Activity
Copy the data below verbatim, leaving no line out.

======== Records for this exercise ========

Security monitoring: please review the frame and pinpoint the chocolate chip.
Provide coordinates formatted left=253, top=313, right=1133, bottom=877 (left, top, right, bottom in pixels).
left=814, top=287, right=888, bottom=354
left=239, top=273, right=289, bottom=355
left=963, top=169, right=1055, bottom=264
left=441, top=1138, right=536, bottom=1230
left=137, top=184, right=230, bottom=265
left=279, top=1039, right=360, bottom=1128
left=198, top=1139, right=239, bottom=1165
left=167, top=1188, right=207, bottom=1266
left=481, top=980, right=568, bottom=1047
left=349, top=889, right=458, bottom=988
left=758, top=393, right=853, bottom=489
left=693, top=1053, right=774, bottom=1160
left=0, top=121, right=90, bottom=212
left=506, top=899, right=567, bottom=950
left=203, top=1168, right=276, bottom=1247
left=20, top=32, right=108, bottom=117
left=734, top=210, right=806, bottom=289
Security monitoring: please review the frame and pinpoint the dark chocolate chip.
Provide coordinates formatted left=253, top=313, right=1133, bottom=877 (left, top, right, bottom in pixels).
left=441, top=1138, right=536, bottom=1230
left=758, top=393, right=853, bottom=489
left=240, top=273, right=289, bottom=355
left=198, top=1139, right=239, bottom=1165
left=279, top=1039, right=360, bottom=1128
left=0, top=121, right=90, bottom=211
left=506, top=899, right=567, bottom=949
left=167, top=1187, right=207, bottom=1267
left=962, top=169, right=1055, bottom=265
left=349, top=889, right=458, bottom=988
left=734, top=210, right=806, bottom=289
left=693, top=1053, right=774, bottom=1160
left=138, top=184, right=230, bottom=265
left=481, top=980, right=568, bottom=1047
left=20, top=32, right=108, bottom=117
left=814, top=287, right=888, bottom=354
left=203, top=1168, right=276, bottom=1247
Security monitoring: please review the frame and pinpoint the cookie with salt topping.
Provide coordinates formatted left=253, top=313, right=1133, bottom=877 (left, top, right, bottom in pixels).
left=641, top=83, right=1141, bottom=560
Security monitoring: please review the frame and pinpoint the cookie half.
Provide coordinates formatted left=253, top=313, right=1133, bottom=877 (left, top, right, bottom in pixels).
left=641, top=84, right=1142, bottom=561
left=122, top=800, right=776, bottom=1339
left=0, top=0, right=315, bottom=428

========

Reply
Security monitoring: please review the frame and pinpoint the chocolate chip.
Provide coordinates formatted left=253, top=313, right=1133, bottom=877 (left, top, right, bottom in pixels).
left=814, top=287, right=888, bottom=354
left=239, top=273, right=289, bottom=355
left=963, top=169, right=1055, bottom=264
left=441, top=1138, right=536, bottom=1230
left=137, top=184, right=230, bottom=265
left=279, top=1039, right=360, bottom=1128
left=198, top=1139, right=239, bottom=1165
left=167, top=1188, right=207, bottom=1266
left=481, top=980, right=568, bottom=1047
left=349, top=889, right=458, bottom=988
left=758, top=393, right=853, bottom=489
left=693, top=1053, right=774, bottom=1160
left=0, top=121, right=90, bottom=212
left=506, top=899, right=567, bottom=950
left=203, top=1168, right=276, bottom=1247
left=20, top=32, right=108, bottom=117
left=734, top=210, right=806, bottom=289
Security monitoring: please review the frame and pinpoint the dark chocolate chip.
Provide coordinates formatted left=253, top=313, right=1133, bottom=877 (left, top, right, bottom in pixels).
left=441, top=1138, right=536, bottom=1230
left=758, top=393, right=853, bottom=489
left=240, top=273, right=289, bottom=355
left=198, top=1139, right=239, bottom=1165
left=279, top=1039, right=360, bottom=1128
left=0, top=121, right=90, bottom=211
left=506, top=899, right=567, bottom=949
left=167, top=1187, right=207, bottom=1267
left=962, top=169, right=1055, bottom=265
left=349, top=889, right=458, bottom=988
left=734, top=210, right=806, bottom=289
left=693, top=1053, right=774, bottom=1160
left=138, top=184, right=230, bottom=265
left=481, top=980, right=568, bottom=1047
left=20, top=32, right=108, bottom=117
left=814, top=287, right=888, bottom=354
left=203, top=1168, right=276, bottom=1247
Security monitoring: please review the frame and pinpoint the cookie with salt topping.
Provide coordinates formatted left=253, top=313, right=1133, bottom=877 (left, top, right, bottom in pixels).
left=641, top=83, right=1141, bottom=560
Security monitoring: please review the frame and pinpoint the cookie half.
Provide coordinates formatted left=253, top=313, right=1133, bottom=877 (left, top, right, bottom in pixels).
left=641, top=84, right=1142, bottom=561
left=122, top=800, right=776, bottom=1339
left=0, top=0, right=315, bottom=428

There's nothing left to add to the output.